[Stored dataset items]
-.-.-

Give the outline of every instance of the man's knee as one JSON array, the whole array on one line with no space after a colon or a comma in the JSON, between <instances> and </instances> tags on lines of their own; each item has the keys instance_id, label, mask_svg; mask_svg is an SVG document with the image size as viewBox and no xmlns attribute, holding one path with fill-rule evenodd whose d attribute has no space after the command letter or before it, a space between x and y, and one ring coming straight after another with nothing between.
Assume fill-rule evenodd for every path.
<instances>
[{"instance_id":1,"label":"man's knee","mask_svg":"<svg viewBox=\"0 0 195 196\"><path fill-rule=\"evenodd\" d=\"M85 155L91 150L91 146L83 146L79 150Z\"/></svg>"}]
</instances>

-.-.-

Challenge: Rewrite all of the material, replacing "JSON array" with "JSON list" and leaving every other word unchanged.

Solution to the problem:
Give the outline of every instance of the man's knee as one JSON list, the whole array on one line with no space after a colon or a comma in the JSON, between <instances> and </instances> tags on lines of their own; each item has the keys instance_id, label, mask_svg; mask_svg is an SVG document with the image size as viewBox and no xmlns attribute, holding one path with fill-rule evenodd whose d attribute has no space after the command letter or before it, a space between x and y, and one ring coming straight after another with nothing between.
Assume fill-rule evenodd for every path.
<instances>
[{"instance_id":1,"label":"man's knee","mask_svg":"<svg viewBox=\"0 0 195 196\"><path fill-rule=\"evenodd\" d=\"M85 155L91 150L91 146L83 146L79 150Z\"/></svg>"}]
</instances>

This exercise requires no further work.